* BEGIN RECORDS SHOWN *
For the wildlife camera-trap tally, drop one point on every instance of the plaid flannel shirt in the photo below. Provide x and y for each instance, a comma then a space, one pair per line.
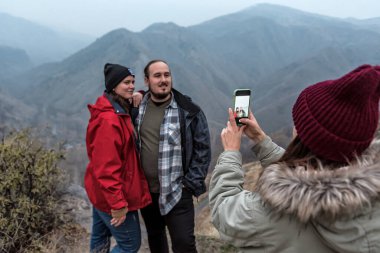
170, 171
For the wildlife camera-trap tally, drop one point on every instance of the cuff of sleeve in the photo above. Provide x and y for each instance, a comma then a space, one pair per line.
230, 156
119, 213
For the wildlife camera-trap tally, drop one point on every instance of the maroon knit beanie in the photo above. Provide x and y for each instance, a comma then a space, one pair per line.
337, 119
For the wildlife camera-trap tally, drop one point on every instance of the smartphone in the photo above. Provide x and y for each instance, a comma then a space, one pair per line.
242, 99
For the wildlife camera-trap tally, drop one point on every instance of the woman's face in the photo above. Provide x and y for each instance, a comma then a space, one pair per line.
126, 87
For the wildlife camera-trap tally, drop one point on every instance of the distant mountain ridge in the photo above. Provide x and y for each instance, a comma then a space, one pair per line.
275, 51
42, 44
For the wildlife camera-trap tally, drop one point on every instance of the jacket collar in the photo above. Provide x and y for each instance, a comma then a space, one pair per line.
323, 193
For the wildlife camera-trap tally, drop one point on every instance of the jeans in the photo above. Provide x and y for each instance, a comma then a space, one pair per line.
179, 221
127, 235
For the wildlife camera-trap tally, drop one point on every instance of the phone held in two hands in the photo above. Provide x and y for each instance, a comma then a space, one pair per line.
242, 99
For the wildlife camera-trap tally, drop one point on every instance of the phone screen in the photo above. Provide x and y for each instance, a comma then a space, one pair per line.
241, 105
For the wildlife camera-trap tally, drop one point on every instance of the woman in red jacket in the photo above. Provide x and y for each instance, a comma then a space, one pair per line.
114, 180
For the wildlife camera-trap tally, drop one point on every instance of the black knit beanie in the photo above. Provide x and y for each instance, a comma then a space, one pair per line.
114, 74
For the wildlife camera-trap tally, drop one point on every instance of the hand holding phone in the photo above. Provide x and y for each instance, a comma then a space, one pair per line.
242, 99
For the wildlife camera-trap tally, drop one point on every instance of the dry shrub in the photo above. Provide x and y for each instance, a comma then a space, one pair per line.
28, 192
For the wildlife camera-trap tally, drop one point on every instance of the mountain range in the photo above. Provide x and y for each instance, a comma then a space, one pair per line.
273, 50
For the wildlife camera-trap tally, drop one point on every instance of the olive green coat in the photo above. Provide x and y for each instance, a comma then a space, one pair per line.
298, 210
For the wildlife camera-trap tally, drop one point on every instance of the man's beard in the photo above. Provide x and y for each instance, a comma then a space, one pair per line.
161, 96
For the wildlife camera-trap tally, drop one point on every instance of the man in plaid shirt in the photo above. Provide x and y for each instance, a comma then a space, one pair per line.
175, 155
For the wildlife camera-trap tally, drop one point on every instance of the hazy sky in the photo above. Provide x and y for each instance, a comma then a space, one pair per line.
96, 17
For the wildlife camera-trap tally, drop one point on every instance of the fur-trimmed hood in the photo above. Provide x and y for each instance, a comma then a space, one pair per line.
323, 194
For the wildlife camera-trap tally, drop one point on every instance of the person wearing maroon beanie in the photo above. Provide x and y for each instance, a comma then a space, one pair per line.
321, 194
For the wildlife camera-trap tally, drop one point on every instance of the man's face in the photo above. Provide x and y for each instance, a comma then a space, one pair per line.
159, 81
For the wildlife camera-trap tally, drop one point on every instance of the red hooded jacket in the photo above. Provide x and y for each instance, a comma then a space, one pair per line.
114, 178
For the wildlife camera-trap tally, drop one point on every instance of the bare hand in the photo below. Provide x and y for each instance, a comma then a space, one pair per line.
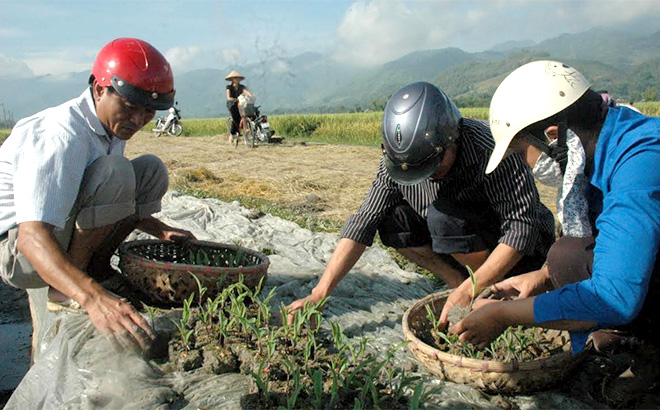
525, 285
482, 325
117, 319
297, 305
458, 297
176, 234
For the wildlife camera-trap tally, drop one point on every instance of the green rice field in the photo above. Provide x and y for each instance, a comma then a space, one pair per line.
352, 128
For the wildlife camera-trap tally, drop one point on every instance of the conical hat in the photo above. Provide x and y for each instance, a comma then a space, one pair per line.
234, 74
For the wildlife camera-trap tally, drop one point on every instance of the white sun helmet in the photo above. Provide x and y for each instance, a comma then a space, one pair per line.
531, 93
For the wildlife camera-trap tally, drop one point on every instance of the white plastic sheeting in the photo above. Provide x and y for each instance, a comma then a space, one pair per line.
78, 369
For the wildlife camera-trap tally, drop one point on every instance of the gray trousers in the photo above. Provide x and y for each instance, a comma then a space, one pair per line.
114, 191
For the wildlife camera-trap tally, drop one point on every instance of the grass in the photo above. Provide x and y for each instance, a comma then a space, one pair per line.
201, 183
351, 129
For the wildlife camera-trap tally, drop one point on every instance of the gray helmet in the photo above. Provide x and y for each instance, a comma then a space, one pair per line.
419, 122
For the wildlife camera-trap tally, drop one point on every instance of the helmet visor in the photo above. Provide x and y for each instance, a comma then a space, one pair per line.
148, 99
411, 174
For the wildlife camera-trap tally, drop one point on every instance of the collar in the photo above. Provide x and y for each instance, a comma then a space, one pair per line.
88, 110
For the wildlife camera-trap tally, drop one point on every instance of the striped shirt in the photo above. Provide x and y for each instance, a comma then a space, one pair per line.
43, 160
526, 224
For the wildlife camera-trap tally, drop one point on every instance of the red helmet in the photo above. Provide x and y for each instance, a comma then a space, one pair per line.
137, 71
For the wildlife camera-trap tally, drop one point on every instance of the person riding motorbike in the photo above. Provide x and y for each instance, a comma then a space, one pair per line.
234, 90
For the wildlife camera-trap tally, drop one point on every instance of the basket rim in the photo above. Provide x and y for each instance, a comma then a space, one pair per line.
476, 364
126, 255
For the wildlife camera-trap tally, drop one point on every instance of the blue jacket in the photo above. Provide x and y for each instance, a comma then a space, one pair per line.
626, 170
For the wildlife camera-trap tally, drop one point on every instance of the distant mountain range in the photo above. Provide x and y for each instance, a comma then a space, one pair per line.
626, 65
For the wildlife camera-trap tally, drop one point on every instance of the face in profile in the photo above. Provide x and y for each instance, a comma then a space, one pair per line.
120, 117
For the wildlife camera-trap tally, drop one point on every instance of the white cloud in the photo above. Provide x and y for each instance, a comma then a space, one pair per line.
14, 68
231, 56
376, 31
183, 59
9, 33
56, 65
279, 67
* END RECORDS SHOWN *
_EXERCISE_.
Pictures excluded, quote all the data above exactly.

_OUTPUT OF THE TASK_.
For the wildlife camera-trap tally, drop one point on every instance of the plaid flannel shirt in the photo below. Provide x and y for each instance, a comma then a space, one pair per line.
170, 171
For the wildlife camera-trap tally, drop one point on every instance of the cuff of sleeve in the photo above. Provide x and y for each instance, a comma then a space, one pair per line.
230, 156
119, 213
For the wildlife camera-trap tally, drop one point on every instance of the maroon knit beanie in the photo above. Provide x and y for each instance, a comma then a space, one pair per line.
337, 119
For the wildlife camera-trap tally, drop one point on every instance of the smartphone in the photo above. Provide x and y for each instance, a comma then a space, one pair per line.
242, 99
For the wildlife camera-trap tally, drop one point on every instance of the woman's face in the photo above. Provide x and y for each instance, a comma then a space, one pair per line.
126, 87
For the wildlife camera-trap tally, drop one point on every instance of the distant mountain ridge in the photo above. Provide x and y for each instance, a comma then a space, one pair per line.
275, 51
42, 44
For the wildlife camera-trap tally, drop one point on every instance of the jacket collar in the photo above. Provide x and y for each instance, a comma then a space, one pair per line.
323, 193
For the wildlife camera-trap tally, drop one point on every instance of the jeans in the photo above. Provide x and y for each instance, a comma then a space, one pair per line.
179, 221
127, 235
For the wildlife camera-trap tally, drop one point on every instance of the phone held in two hands in the photo above. Provide x and y for each instance, a comma then a space, one pair per line.
242, 99
For the wildlife camera-trap tally, drop one point on every instance of the phone screen in the photo above. Provide x and y for each instance, a comma then a space, one pair per line.
241, 105
For the wildlife camera-trap tally, drop one point on every instance of the woman in red jacket in the photo above. Provide x and y for each instance, a comma then a space, one pair per line.
114, 180
For the wildlife camera-trap tally, drop one point on every instance of the black knit beanie in the photo above. Provide x and y for each instance, a comma then a space, one pair per line.
114, 74
For the wildlife camera-trap tally, drop one point on every instance of the hand holding phone in the photo above. Provide x and y for each instance, a comma then a space, one pair per line.
242, 99
For the wildlife camera-trap tally, drop one point on every instance of the dry shrub in the photo above. Provide x and y for each instance, a comma then a space, one pair per line.
28, 192
For the wildlife camera-trap tally, drop one point on every instance of the mountain range in the photo above. Provide x and y for each instance, a comma then a space, one pair per line.
273, 50
For the wildlife camera-trap tally, drop one point on every instance of the olive green coat in the photo above. Provide x and y for each instance, a comma then a space, one pair per line.
298, 210
For the wildlife camera-trap tally, drop one point on every instance of the man's beard in the photo above. Provide x and y for each instance, a comma then a space, one pair per line.
161, 96
For the wildlife camera-trap tally, drop one point on every instance of the man in plaid shirt in the photo above. Provide x and y for each instance, a comma then a space, one pair per line.
175, 155
For the wildlife camera-trap tally, drop one point on every instance of the hazy sky in the photo above. Provide x and y for each instance, a comma then a space, one pair per line.
96, 17
For the wildlife camera-trap tally, drop one point on every instance of the fur-trimmed hood in the photo above. Provide x and y for each instance, a comma then a space, one pair per line.
323, 194
For the wildlife camera-trap tally, drop one point on every instance of the person wearing maroon beanie in the photo above. Provide x and y for each instance, a comma then a space, one pair per line.
321, 194
For the wildlife camera-trap tally, drop one point on every instance of the man's face in the photo above. Provide x and y for each instance, a comma then a space, one pair per line.
159, 81
For the wildlife camera-trap tally, drop one point on every instance of the red hooded jacket in the photo above. Provide x and y for each instance, a comma then a space, one pair per line.
114, 178
For the wildlife camera-trap tally, drop one point on every instance of the bare hand in the photo below. Provide x and y for each instance, a comma then a space, one pair per line.
525, 285
482, 325
117, 319
297, 305
458, 297
176, 234
For the wildlife camera-trap tally, drop one point on every instance of the green rice field in the photo above. Provide x and y for each instance, a comma then a space, one pair per line.
352, 128
For the wildlife camera-trap tally, drop one point on every instance of the conical hat in the photo above. Provide x and y for each instance, a comma then a space, one pair per line.
234, 74
For the wildlife camera-trap tally, drop one point on every instance of the white sun helmet in the photo above. Provide x and y for each instance, a comma then a space, one pair per line.
531, 93
For the wildlife camera-trap tally, drop one point on every instance of the white plastic sheeting in the photo above. Provide x and y for each instance, a comma then a space, one pair per line.
78, 369
For the wildlife camera-trap tally, drop one point on every instance of the gray trousers in the photo above. Provide x and y for each instance, a comma then a space, one pair per line.
114, 191
For the wildlife camera-trap tally, drop one point on every instance of the grass in the photo above. Provide x and y for each instance, a comma then a space, one pair per line.
201, 183
351, 129
For the wildlife camera-trap tally, drop one point on every instance of the gray helmet in the photo above. Provide x and y for each instance, a comma then a space, one pair per line.
419, 122
For the wildlife camera-trap tally, drop one point on every instance of the helmet visor in the photo above. Provide x and y for each instance, a comma then a space, one pair per line.
148, 99
411, 174
For the wildlife camera-trap tally, drop one point on every instance of the collar in the photo above. Provide x and y for each instance, a comma then a space, one pair per line.
88, 110
For the wildlife camera-trap tally, drop one point on every instance of the striped shirt in the photo above. Provide x and y for each instance, a comma then a space, one pair per line.
43, 160
526, 224
For the wildlife camera-trap tally, drop one point on every instance of the red helmet in the photo above. Provide x and y for each instance, a comma then a space, one pair per line.
137, 71
For the wildlife camera-trap tally, drop one point on every instance of the person riding motorbike in the photo above. Provide x and y for each instance, a comma then a space, one pair per line.
234, 90
For the wildlife camera-trap tally, drop one point on every instance of the basket rim in the photo above. Provide x and y for each instance, a comma then a space, one pair per line.
476, 364
126, 255
For the wildlife camera-trap tally, drop one point on every instance of the blue jacket in the photo above. Provide x and y for each instance, a comma then a space, one pair per line.
626, 170
For the wildlife camera-trap tally, drop one point on every instance of the distant mountain range in the photo above. Provide x and y for each instance, a comma then a space, one pair per line.
626, 65
For the wildlife camera-trap tally, drop one point on every instance of the face in profile in the photo above. Provide x and y for each instance, a comma then a space, one pair per line.
120, 117
For the wildlife camera-trap tally, drop one point on every instance of the white cloud in the photo above. Provide x and y for each instance, a comma then a space, one pair per line.
14, 68
231, 56
376, 31
183, 59
9, 33
56, 65
279, 67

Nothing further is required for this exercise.